-- START RECORDS --

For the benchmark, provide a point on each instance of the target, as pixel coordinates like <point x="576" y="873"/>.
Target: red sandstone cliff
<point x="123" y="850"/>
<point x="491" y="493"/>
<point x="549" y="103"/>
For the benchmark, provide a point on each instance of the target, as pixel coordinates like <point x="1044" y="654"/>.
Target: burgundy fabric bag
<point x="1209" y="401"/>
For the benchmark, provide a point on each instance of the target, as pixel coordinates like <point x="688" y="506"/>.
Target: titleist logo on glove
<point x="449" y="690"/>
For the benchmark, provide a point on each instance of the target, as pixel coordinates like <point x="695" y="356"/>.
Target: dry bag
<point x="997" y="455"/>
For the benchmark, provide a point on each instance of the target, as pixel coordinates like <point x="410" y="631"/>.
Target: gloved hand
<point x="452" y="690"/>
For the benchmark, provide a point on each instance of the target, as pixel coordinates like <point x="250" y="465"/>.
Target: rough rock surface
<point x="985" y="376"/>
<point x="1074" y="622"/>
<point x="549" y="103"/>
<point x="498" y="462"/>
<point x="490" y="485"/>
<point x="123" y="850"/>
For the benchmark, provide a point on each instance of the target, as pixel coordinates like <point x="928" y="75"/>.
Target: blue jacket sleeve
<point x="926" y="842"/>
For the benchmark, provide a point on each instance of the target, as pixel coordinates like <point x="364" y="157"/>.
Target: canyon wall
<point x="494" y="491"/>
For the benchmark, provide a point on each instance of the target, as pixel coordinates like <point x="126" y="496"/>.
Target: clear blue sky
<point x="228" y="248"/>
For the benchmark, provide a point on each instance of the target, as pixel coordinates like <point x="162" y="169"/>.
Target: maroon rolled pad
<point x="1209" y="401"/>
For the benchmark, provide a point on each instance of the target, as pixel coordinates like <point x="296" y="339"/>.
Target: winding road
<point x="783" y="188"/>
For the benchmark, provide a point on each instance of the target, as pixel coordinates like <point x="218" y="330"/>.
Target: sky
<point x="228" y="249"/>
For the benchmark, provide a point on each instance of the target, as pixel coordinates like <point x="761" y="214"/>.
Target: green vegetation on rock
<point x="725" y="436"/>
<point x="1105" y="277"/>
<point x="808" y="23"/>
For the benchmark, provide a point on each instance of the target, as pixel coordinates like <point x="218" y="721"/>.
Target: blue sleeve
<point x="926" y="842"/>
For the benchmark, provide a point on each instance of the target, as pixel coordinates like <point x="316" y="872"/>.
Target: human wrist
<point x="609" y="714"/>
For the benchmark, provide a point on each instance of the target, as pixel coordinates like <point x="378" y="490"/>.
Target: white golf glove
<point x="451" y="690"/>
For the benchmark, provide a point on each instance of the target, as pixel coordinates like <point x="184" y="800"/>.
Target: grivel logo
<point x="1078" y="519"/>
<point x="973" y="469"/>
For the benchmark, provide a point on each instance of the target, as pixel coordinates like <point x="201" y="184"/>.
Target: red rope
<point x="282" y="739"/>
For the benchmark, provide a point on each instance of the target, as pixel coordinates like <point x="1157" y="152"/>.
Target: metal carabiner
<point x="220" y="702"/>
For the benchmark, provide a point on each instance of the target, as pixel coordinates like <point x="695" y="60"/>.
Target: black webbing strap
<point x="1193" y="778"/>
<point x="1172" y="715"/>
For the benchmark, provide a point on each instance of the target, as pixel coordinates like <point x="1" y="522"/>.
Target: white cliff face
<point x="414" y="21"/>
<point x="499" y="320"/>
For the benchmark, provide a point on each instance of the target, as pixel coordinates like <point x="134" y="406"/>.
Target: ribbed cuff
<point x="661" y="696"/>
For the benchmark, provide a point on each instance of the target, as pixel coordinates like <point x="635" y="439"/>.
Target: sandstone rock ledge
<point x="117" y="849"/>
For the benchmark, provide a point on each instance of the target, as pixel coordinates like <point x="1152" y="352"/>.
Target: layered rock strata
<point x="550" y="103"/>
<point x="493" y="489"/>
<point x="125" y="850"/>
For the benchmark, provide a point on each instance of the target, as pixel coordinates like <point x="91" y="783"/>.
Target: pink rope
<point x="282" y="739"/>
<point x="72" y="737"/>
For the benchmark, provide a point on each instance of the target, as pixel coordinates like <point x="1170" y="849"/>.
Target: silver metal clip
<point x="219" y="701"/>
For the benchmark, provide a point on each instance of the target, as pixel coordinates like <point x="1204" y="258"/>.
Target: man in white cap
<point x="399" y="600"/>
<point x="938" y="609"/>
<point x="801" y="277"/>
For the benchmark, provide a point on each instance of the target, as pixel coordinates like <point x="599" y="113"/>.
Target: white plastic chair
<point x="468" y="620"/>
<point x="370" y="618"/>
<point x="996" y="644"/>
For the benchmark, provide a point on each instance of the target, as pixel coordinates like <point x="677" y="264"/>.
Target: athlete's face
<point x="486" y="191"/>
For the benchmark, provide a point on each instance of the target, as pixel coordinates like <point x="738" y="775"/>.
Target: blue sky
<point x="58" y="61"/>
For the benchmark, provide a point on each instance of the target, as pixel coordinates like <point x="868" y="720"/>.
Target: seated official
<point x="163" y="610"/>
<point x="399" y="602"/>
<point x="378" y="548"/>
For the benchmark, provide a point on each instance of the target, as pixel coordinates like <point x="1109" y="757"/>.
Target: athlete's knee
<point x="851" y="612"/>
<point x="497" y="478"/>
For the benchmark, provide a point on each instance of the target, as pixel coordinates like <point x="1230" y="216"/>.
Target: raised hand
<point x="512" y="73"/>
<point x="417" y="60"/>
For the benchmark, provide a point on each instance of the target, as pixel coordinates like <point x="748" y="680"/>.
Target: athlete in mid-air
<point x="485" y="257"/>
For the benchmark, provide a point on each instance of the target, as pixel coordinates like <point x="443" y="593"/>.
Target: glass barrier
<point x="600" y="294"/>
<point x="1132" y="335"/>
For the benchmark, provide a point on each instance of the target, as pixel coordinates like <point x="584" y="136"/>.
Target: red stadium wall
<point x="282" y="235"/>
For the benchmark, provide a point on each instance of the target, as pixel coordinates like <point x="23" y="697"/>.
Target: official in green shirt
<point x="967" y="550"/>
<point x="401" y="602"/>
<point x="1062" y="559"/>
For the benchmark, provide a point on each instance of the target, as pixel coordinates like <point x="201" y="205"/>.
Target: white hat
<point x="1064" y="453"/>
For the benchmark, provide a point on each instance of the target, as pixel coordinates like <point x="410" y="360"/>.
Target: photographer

-- END RECORDS --

◆ TASK DIRECTIONS ◆
Extract every line in the rows above that contains the word "cliff", and copy each one out in full.

◆ RESULT FOR THIS TASK ◆
Target: red sandstone cliff
Target: white cliff face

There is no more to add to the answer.